The lines to be copied run from the one containing "Phrase: light hardwood floor" to the end of the material below; reproduce them exactly, including both ends, and nothing more.

___ Records

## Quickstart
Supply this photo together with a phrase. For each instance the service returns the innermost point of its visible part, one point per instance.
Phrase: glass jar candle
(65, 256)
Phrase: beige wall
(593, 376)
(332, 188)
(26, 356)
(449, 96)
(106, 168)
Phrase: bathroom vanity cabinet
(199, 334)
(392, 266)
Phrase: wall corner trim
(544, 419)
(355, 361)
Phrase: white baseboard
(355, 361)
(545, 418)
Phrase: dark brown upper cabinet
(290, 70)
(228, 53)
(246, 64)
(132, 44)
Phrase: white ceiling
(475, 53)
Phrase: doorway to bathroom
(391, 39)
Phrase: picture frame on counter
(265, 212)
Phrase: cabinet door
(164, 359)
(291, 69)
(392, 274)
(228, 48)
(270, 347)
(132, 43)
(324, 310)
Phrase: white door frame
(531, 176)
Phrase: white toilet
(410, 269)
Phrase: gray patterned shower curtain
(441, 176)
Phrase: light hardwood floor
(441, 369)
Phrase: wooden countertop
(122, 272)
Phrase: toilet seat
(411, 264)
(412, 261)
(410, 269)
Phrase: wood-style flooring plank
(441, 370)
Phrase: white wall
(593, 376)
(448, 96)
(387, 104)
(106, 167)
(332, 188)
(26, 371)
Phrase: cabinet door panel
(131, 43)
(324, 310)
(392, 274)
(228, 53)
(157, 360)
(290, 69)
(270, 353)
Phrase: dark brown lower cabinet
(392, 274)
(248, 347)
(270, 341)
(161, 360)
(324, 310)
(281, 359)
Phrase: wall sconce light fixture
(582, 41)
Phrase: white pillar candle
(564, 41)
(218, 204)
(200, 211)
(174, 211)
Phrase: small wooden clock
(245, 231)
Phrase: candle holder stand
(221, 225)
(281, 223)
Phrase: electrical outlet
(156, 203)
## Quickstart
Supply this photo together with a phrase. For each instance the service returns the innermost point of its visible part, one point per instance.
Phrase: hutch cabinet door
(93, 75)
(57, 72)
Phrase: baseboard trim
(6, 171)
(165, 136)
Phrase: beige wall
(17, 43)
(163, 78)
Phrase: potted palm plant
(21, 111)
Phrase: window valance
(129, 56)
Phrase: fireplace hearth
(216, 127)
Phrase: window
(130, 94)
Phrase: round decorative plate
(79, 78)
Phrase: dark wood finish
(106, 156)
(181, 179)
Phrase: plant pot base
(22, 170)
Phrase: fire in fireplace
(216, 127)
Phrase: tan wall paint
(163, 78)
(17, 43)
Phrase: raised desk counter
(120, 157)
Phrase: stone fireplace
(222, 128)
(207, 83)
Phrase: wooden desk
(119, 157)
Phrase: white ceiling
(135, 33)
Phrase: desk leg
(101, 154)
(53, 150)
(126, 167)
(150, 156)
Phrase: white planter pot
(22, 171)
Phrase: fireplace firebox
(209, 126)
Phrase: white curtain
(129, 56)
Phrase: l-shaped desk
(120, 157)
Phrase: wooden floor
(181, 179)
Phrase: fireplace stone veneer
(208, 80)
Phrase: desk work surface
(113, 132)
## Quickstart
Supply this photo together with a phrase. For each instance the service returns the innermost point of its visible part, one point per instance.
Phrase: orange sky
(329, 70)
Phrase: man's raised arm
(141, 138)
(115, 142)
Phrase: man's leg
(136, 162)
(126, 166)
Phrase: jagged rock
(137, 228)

______

- [Reply to the task]
Phrase: light hardwood floor
(441, 369)
Phrase: wooden countertop
(122, 272)
Phrase: toilet seat
(411, 264)
(412, 261)
(410, 269)
Phrase: wood-style flooring plank
(441, 370)
Phrase: white wall
(593, 376)
(448, 96)
(387, 104)
(106, 167)
(332, 188)
(26, 371)
Phrase: cabinet door panel
(131, 43)
(324, 310)
(392, 274)
(228, 53)
(157, 360)
(290, 69)
(270, 353)
Phrase: dark brown lower cabinet
(392, 274)
(248, 347)
(270, 341)
(161, 360)
(324, 310)
(281, 359)
Phrase: wall sconce light fixture
(582, 41)
Phrase: white pillar candle
(564, 41)
(218, 204)
(200, 211)
(174, 211)
Phrase: small wooden clock
(245, 231)
Phrase: candle holder stand
(221, 225)
(281, 223)
Phrase: electrical outlet
(156, 203)
## Quickstart
Supply this photo together with a phrase. For each instance the service returns the innermost point of its visible part, one point per instance.
Phrase: hutch cabinet door
(93, 75)
(57, 72)
Phrase: baseboard trim
(6, 171)
(165, 136)
Phrase: beige wall
(17, 43)
(163, 78)
Phrase: potted palm plant
(21, 111)
Phrase: window valance
(129, 56)
Phrase: fireplace hearth
(216, 127)
Phrase: window
(130, 94)
Phrase: round decorative plate
(79, 78)
Phrase: dark wood finish
(106, 156)
(181, 179)
Phrase: plant pot base
(22, 170)
Phrase: fire in fireplace
(216, 127)
Phrase: tan wall paint
(163, 78)
(17, 43)
Phrase: raised desk counter
(120, 157)
Phrase: stone fireplace
(222, 128)
(207, 83)
Phrase: wooden desk
(119, 157)
Phrase: white ceiling
(135, 33)
Phrase: desk leg
(101, 154)
(53, 150)
(126, 167)
(150, 156)
Phrase: white planter pot
(22, 171)
Phrase: fireplace firebox
(209, 126)
Phrase: white curtain
(129, 56)
Phrase: l-shaped desk
(120, 157)
Phrase: wooden floor
(181, 179)
Phrase: fireplace stone veneer
(208, 80)
Phrase: desk work surface
(113, 132)
## Quickstart
Supply this photo together with a phrase. For each instance the service returns the innermost point of its visible part, one point per instance.
Phrase: orange sky
(329, 70)
Phrase: man's raised arm
(141, 138)
(115, 142)
Phrase: man's leg
(136, 162)
(126, 166)
Phrase: jagged rock
(137, 228)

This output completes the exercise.